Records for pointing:
--- Begin ---
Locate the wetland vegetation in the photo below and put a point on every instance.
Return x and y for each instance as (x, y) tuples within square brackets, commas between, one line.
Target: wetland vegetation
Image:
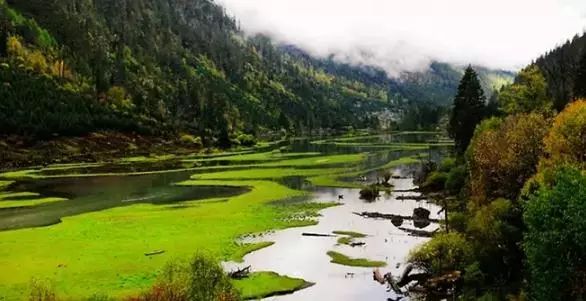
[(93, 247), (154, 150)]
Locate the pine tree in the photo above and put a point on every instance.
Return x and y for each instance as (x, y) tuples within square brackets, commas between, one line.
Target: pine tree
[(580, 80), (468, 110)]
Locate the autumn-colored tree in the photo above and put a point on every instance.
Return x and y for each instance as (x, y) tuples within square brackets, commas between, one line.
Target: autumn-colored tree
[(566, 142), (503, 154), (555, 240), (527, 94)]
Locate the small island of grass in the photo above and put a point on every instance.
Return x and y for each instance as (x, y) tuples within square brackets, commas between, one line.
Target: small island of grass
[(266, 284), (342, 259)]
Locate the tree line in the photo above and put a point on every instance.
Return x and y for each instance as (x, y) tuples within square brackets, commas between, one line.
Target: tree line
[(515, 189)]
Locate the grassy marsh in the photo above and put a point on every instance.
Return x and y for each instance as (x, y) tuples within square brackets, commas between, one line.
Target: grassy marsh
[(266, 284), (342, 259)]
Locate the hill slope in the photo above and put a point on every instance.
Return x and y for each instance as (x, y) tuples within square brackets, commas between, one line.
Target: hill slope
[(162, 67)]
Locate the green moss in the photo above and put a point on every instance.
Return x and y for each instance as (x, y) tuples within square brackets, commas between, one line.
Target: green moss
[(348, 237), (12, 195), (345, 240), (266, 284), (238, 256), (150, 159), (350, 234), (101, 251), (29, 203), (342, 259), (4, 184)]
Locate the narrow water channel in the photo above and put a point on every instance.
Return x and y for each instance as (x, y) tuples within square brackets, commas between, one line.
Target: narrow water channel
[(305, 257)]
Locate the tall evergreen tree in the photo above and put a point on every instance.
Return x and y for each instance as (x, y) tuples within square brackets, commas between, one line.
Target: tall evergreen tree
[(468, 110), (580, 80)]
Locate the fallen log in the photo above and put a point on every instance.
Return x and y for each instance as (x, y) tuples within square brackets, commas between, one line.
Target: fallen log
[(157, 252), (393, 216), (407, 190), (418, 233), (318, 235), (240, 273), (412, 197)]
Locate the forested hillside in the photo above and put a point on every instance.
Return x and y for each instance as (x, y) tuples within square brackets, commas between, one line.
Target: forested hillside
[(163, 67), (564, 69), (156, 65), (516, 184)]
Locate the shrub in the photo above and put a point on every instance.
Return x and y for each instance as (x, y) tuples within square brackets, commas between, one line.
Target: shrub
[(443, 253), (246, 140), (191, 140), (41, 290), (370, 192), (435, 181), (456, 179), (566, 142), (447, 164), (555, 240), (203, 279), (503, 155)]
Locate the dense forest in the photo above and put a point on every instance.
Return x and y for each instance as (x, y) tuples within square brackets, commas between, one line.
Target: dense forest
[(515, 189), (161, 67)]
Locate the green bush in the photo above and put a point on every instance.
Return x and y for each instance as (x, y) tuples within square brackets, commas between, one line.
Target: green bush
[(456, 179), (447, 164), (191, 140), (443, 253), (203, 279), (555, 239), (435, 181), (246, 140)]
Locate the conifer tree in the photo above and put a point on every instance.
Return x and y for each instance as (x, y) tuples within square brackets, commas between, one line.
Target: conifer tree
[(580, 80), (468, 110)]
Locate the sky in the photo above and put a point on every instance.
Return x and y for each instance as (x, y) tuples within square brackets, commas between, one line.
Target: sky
--- End ---
Exercise brief: Render the lines of the records from the line containing "Locate the pine" through the line containing "[(162, 67)]" as a JSON list of strings, with one string per line and blank lines omitted.

The result:
[
  "Locate the pine tree in the photo above and put a point on every instance.",
  "Return x and y for each instance as (x, y) tuples within square brackets, commas between, one line.",
  "Target: pine tree",
  "[(580, 80), (468, 110)]",
  "Locate the autumn-colored tree in the photo above and put a point on every instance.",
  "Return x and y for each instance as (x, y) tuples within square brackets, commas between, one line.",
  "Target: autumn-colored tree",
  "[(566, 142), (503, 154), (555, 240), (527, 94)]",
  "Locate the small island of grass in the photo above and put a point on every instance.",
  "Return x and y for each instance as (x, y) tuples within square brackets, commas between, one line.",
  "Target: small island of grass",
  "[(266, 284), (342, 259)]",
  "Locate the tree line in the photo above and put a point on every instance.",
  "Return x and y for each instance as (x, y) tuples within square brackets, commas between, one line.",
  "Target: tree line",
  "[(515, 189)]",
  "Locate the grassy marsh in the photo above and put a point on every instance.",
  "Return x and y for each instance as (x, y) tuples within square brackets, commas between, one line.",
  "Target: grassy marsh",
  "[(266, 284), (342, 259)]",
  "Locate the hill slope in the photo above and put a point on every instance.",
  "Return x and y for each instance as (x, y) tuples within square brackets, commas between, one line.",
  "Target: hill slope",
  "[(162, 67)]"
]